--- start ---
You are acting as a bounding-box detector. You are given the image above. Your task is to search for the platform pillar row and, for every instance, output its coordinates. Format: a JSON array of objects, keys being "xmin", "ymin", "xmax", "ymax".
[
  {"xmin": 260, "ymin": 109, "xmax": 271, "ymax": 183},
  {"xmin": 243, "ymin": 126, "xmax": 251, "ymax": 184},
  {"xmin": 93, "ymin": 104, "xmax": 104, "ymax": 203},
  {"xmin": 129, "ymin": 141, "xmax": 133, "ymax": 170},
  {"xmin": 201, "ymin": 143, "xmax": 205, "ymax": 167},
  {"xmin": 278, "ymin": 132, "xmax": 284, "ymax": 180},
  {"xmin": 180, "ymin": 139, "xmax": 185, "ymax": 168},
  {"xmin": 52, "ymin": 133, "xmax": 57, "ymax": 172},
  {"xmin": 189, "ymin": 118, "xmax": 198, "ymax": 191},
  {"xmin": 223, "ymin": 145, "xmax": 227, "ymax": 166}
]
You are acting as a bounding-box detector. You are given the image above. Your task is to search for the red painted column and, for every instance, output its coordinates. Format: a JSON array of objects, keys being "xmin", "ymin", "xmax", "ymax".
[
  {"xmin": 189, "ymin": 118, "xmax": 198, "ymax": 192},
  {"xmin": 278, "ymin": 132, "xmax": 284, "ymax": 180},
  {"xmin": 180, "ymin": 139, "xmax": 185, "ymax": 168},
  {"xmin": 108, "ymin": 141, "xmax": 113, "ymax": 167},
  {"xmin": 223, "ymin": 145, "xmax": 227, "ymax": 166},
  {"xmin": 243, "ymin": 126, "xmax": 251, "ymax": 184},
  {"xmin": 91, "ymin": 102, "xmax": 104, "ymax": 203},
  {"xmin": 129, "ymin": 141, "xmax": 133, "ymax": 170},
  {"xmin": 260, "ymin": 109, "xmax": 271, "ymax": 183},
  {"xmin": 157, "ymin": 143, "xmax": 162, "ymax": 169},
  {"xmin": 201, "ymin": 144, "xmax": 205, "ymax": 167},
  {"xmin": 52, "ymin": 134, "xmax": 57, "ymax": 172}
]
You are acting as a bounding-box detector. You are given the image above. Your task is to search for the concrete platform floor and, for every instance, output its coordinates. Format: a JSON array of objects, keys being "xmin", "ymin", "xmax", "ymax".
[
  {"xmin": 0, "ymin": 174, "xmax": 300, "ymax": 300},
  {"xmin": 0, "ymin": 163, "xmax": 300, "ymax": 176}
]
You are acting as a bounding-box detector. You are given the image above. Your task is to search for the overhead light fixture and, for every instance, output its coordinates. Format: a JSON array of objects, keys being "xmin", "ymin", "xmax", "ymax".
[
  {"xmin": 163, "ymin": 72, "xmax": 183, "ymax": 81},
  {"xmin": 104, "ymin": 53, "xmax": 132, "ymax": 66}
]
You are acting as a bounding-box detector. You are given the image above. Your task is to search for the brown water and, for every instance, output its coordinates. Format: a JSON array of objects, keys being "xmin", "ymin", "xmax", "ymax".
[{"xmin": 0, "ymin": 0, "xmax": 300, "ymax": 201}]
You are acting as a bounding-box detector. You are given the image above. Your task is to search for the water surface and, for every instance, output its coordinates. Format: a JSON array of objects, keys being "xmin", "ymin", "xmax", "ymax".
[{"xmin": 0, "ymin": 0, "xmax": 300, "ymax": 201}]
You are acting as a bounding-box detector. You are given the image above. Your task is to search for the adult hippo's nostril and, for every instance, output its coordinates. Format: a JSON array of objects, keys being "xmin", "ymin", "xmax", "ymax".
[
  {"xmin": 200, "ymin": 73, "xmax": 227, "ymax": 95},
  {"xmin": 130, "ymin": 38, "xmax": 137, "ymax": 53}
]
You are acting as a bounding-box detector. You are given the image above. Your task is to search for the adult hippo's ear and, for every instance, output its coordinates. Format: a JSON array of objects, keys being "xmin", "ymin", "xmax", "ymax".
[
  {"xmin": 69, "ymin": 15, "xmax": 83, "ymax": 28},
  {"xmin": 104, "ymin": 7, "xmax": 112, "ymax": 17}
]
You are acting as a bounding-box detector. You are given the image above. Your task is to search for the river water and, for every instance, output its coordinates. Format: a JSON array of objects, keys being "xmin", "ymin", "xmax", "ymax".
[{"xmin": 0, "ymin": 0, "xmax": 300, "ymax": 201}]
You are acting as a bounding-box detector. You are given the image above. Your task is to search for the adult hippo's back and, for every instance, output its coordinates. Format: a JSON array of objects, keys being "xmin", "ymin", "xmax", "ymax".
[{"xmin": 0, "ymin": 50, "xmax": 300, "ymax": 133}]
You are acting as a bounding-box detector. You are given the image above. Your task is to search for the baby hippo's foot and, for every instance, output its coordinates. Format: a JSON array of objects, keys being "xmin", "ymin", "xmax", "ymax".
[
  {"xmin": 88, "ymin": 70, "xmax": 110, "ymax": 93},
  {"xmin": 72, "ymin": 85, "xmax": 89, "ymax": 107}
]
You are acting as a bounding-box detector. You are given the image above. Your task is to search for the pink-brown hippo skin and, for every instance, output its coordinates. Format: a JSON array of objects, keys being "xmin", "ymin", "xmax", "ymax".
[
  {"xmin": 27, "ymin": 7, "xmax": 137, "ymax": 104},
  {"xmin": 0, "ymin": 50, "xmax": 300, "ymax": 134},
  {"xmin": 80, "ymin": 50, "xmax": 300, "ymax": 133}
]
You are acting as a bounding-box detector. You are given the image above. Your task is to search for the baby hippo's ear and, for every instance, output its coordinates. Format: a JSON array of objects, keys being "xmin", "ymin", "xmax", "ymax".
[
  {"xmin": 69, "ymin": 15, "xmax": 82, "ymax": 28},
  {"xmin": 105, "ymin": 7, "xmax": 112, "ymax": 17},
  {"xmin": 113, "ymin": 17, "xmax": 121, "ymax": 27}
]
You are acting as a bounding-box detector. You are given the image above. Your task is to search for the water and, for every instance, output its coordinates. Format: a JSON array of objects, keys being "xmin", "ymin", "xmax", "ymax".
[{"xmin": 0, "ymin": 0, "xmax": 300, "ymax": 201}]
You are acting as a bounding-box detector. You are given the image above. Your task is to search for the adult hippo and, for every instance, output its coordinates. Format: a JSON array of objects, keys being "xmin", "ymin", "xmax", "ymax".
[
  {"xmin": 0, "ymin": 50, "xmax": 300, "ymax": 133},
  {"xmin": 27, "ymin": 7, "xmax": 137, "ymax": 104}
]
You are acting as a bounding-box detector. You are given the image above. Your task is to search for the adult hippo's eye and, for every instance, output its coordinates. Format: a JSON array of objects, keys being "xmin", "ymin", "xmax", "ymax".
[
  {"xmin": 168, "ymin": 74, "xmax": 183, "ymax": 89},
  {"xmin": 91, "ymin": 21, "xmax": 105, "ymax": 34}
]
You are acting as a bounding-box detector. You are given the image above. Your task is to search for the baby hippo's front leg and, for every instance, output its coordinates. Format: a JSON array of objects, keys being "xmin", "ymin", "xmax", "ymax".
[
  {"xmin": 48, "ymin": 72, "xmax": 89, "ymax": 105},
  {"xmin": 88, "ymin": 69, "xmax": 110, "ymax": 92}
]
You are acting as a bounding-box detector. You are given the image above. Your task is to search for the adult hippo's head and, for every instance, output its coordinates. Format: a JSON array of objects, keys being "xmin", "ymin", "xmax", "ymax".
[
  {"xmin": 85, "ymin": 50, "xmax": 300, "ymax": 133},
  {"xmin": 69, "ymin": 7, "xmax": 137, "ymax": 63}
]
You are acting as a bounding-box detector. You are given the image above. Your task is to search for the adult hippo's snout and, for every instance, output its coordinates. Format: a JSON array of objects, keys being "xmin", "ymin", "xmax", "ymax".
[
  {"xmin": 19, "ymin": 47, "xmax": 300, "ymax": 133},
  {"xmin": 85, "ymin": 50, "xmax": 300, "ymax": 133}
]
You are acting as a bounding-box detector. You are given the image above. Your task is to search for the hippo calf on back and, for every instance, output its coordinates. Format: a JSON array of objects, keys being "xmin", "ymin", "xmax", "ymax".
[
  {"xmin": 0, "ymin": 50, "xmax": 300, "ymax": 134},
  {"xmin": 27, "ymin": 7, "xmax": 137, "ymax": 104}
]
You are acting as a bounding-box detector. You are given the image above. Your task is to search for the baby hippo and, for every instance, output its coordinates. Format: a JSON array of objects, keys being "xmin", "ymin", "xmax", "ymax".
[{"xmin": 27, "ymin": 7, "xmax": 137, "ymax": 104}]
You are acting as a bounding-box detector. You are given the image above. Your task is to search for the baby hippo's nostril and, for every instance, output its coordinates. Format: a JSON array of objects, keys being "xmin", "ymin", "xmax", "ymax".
--- end ---
• _Prompt_
Format as a JSON list of strings, one string per line and skipping blank lines, the records starting at the line that contains "adult hippo's snout" and ending at the last line of the records.

• _The response_
[
  "You are acting as a bounding-box detector. You are given the image above. Your task is to search for the adult hippo's snout and, for every instance, output its coordinates. Format: a JSON array of objects, keys being \"xmin\", \"ymin\", \"xmax\", \"ymax\".",
  "[",
  "  {\"xmin\": 19, \"ymin\": 47, \"xmax\": 300, \"ymax\": 133},",
  "  {\"xmin\": 85, \"ymin\": 50, \"xmax\": 300, \"ymax\": 133}",
  "]",
  "You are acting as a bounding-box detector. You are given the image above. Your task is to search for the hippo calf on back and, for every instance, output its coordinates. Format: a JSON array of objects, keys being \"xmin\", \"ymin\", \"xmax\", \"ymax\".",
  "[",
  "  {\"xmin\": 0, \"ymin\": 50, \"xmax\": 300, \"ymax\": 134},",
  "  {\"xmin\": 27, \"ymin\": 7, \"xmax\": 137, \"ymax\": 104}",
  "]",
  "You are acting as a bounding-box detector. You are given the image above. Your task is to search for the baby hippo and, for every instance, output its coordinates. Format: a JSON array of objects, keys being \"xmin\", \"ymin\", \"xmax\", \"ymax\".",
  "[{\"xmin\": 27, \"ymin\": 7, \"xmax\": 137, \"ymax\": 104}]",
  "You are acting as a bounding-box detector. You are given the image above. Your task is to search for the baby hippo's nostril and, for every instance, output its coordinates. Format: a JSON array of objects, keys being \"xmin\", \"ymin\", \"xmax\", \"ymax\"."
]